** begin **

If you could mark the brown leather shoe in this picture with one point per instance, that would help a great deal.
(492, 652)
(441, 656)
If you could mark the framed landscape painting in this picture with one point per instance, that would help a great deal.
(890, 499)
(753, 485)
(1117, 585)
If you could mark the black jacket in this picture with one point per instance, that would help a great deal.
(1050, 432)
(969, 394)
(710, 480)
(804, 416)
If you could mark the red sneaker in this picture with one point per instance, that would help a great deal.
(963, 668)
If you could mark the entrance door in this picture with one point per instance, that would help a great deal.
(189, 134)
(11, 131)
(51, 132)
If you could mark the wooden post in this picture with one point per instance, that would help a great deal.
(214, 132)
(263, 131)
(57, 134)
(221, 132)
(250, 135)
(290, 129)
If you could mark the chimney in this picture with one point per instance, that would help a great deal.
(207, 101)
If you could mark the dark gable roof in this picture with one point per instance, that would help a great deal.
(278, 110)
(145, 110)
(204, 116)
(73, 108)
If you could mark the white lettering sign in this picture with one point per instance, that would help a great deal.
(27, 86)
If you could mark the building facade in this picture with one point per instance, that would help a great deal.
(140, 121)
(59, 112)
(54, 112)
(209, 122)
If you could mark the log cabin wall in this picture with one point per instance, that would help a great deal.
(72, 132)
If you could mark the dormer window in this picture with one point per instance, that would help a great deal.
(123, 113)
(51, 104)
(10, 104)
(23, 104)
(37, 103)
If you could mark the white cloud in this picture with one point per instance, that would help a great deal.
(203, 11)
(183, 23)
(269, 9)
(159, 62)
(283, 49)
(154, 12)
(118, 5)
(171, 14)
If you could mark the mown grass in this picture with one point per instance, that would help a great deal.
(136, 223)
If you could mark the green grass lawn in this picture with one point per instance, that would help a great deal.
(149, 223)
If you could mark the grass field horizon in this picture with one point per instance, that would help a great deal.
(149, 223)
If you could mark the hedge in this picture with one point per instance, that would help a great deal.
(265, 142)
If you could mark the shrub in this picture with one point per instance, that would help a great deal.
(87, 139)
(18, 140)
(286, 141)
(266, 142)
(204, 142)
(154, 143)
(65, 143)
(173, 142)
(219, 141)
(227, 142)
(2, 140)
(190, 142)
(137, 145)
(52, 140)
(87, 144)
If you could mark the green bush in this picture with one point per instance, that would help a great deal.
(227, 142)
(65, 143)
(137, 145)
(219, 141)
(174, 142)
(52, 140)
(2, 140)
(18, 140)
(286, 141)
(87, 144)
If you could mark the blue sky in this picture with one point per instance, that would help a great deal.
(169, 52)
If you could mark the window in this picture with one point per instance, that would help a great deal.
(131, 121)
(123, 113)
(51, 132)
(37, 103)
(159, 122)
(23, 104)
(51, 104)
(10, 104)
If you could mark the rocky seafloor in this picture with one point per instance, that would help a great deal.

** end **

▶ _Given exercise_: Please set out all of the material above as a numbered list, one line per item, with blank lines left out.

▶ _Answer to this exercise_:
1. If you could mark the brown leather shoe in this picture with one point per instance, that would help a great deal.
2. (492, 652)
3. (441, 656)
4. If you could mark the framed landscape painting in this picture with one point per instance, that would help a great deal.
5. (890, 499)
6. (753, 485)
7. (1117, 585)
8. If you could mark the black jacket in this picture with one point per instance, that would help a great deal.
9. (1050, 432)
10. (969, 394)
11. (710, 480)
12. (804, 416)
13. If you could mark the red sneaker in this picture with one point per instance, that would help a great deal.
14. (963, 668)
15. If you could mark the entrance door in this picture with one point per instance, that would help a great deal.
16. (189, 134)
17. (11, 131)
18. (51, 132)
19. If you could mark the wooden post in this picture with one point per instance, that would help a great deal.
20. (214, 132)
21. (263, 131)
22. (57, 134)
23. (221, 132)
24. (250, 135)
25. (290, 129)
26. If you could mark the chimney in this picture with one point per instance, that would help a great deal.
27. (207, 101)
28. If you could mark the dark gable roof in this picture with one point per instance, that would help a great deal.
29. (278, 110)
30. (145, 110)
31. (204, 116)
32. (73, 108)
33. If you could mark the white lettering sign in this picture with one point per instance, that would help a great deal.
34. (27, 86)
35. If you could mark the building facade in this picture with one point per instance, that would help a great deal.
36. (140, 121)
37. (59, 112)
38. (54, 112)
39. (209, 122)
40. If you could mark the log cabin wall in this picture with one point per instance, that would help a great deal.
41. (72, 132)
42. If you could mark the dormer window in this picture with one point per instance, that would help a great deal.
43. (123, 113)
44. (51, 104)
45. (10, 104)
46. (23, 104)
47. (37, 103)
48. If you could mark the white cloud in this picture with one point per instance, that would help a great deal.
49. (203, 11)
50. (183, 23)
51. (269, 9)
52. (159, 62)
53. (283, 49)
54. (154, 12)
55. (118, 5)
56. (171, 14)
57. If you could mark the mown grass in this picture with one point per instance, that would help a great deal.
58. (136, 223)
59. If you could mark the green grass lawn in this picture with one point per instance, that would help a great deal.
60. (149, 223)
61. If you could mark the grass field horizon in this picture with one point per instance, that would help a great deal.
62. (149, 223)
63. If you could mark the hedge in this picture with one point per instance, that would help a great deal.
64. (265, 142)
65. If you could mark the shrub in this picture with one point per instance, that would help a great deal.
66. (87, 139)
67. (18, 140)
68. (286, 141)
69. (266, 142)
70. (204, 142)
71. (154, 143)
72. (65, 143)
73. (173, 142)
74. (219, 141)
75. (227, 142)
76. (2, 140)
77. (190, 142)
78. (137, 145)
79. (52, 140)
80. (87, 144)
81. If you could mark the green bush in this picture with one point per instance, that would help a great deal.
82. (227, 142)
83. (65, 143)
84. (137, 145)
85. (219, 141)
86. (174, 142)
87. (52, 140)
88. (2, 140)
89. (18, 140)
90. (286, 141)
91. (87, 144)
92. If you could mark the blue sky in this picture with one point per instance, that would help a great deal.
93. (169, 52)
94. If you could mark the window in this picture with one point per instance, that would help a great deal.
95. (131, 121)
96. (123, 113)
97. (51, 132)
98. (37, 103)
99. (159, 122)
100. (23, 104)
101. (51, 104)
102. (10, 104)
103. If you could mark the rocky seafloor in this picture with one point per instance, that would help a great deal.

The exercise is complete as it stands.